▸ **What the exercise asks**:
A stretch of the entries below is to be set down exactly, running from the line with "Guideline: for every instance of the background" through the line with "Guideline: for every instance of the sepia", both included, and no other line.

——————

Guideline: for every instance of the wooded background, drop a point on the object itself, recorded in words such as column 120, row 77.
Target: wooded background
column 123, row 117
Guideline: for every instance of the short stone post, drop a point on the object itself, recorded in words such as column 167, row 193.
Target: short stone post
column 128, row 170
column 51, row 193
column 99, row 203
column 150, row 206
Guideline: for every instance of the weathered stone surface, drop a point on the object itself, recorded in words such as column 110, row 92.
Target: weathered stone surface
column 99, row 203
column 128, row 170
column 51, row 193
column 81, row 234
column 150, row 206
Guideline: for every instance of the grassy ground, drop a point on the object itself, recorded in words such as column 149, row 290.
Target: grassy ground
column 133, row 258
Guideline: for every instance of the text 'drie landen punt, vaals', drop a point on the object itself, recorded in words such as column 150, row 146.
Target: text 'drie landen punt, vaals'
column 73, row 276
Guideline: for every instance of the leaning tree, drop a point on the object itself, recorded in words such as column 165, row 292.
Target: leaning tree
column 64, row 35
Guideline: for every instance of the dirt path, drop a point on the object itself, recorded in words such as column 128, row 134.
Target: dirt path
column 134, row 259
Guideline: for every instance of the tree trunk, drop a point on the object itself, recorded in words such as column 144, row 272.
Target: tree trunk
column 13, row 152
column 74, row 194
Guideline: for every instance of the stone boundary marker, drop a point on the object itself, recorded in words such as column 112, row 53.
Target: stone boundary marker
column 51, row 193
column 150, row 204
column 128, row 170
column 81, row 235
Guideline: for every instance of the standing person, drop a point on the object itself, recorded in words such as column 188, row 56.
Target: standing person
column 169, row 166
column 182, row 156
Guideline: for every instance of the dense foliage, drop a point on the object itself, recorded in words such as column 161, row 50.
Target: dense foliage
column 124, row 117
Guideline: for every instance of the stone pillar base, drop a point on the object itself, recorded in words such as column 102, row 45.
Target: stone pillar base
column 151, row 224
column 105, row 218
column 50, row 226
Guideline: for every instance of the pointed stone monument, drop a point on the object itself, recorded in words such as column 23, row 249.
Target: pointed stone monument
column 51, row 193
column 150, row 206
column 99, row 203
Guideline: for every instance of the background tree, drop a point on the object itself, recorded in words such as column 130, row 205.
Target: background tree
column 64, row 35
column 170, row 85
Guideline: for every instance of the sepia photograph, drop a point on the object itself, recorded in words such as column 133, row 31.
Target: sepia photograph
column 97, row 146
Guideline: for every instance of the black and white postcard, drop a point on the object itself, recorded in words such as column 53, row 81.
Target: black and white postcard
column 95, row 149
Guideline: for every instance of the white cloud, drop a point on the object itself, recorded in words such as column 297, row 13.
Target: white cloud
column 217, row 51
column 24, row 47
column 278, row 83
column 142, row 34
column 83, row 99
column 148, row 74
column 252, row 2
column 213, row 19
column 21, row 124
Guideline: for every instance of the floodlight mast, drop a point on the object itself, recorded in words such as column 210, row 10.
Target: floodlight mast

——————

▸ **Task result**:
Guideline: for every instance of the background tree, drop a point on the object itself, recorded in words such as column 130, row 205.
Target: background tree
column 64, row 35
column 170, row 85
Guideline: for every instance of the sepia photograph, drop a point on the object itself, recorded in words such as column 133, row 31.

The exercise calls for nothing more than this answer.